__Source passage__:

···

Pedro Almodóvar knows how to utilise the charms of a fairy tale to speak about the most urgent concerns in a way that is still comforting. His films and this one in particular embrace the possibility of change. You may be terribly afraid of death or feel incapable to endure loneliness, he shows, but there is a glorious sunset over the skyline, a movie that takes your breath away because it guessed your secret thoughts, a lipstick the colour of the ripest berry, and a friend you didn’t know you had.

Tilda Swinton on Ingrid and Martha: ”It’s almost like they are a mirror for each other, but they give each other form.”
Tilda Swinton on Ingrid and Martha: ”It’s almost like they are a mirror for each other, but they give each other form.” Photo: Anne Katrin Titze

Anne-Katrin Titze: One of the ways the complicity between the two women shows itself without words is that they dress for each other. I never noticed it like that in a film before. I would like you to talk about the costume design and if you were dressing for each other!

Tilda Swinton: Everybody in Pedro’s films dressed not only for each other but for Pedro! That’s what colour is for. But I think you’re absolutely right. I think that’s a beautiful point. There’s something about the way they give each other shape [Julianne Moore is nodding and smiling in agreement]. It’s almost like they are a mirror for each other, but they give each other form. And as Pedro’s mentioned, they do affect each other. They do evolve in the nature of their complicity.

Ingrid changes. She starts this story terrified of death when she’s asked to do something that’s really really challenging for her. And she finds it and she even is aware that she finds it. She tells John’s [Turturro] character, I’m learning from her. She can feel it moving. And I think that Martha also, who has said that she doesn’t want to be alone, she’s alone in the end. She finds the courage. And just she’s filled up with the love and the witness of this old old friend.

···

__Source data__:
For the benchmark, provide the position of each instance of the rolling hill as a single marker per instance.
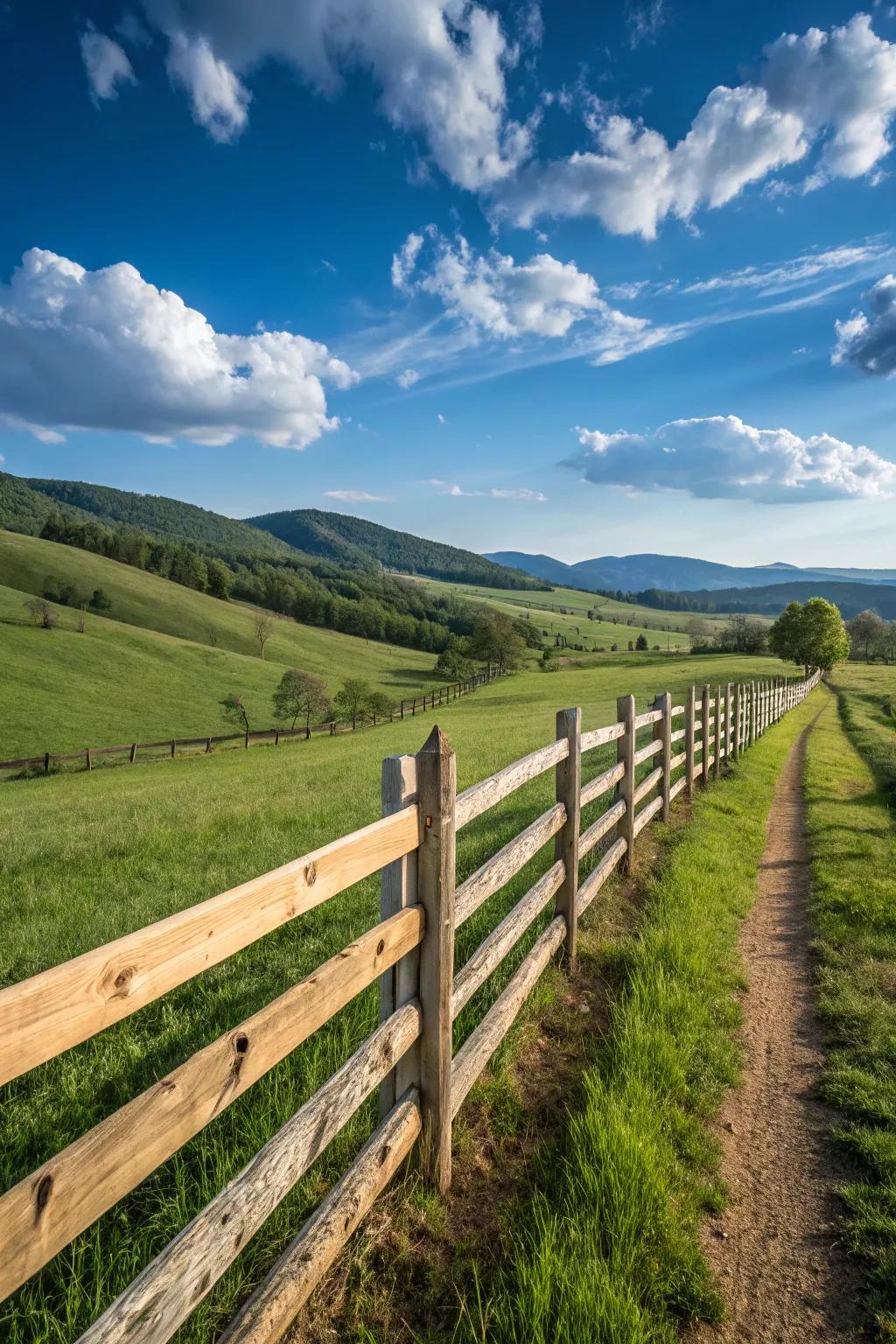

···

__About this task__: In the film review and interview, the first paragraph lists the things that exist despite fear of death or loneliness. List each of them. This data has nothing to do with the film review and interview.

__Reply to the exercise__:
- a glorious sunset over the skyline
- a movie that takes your breath away because it guessed your secret thoughts
- a lipstick the colour of the ripest berry
- a friend you didn't know you had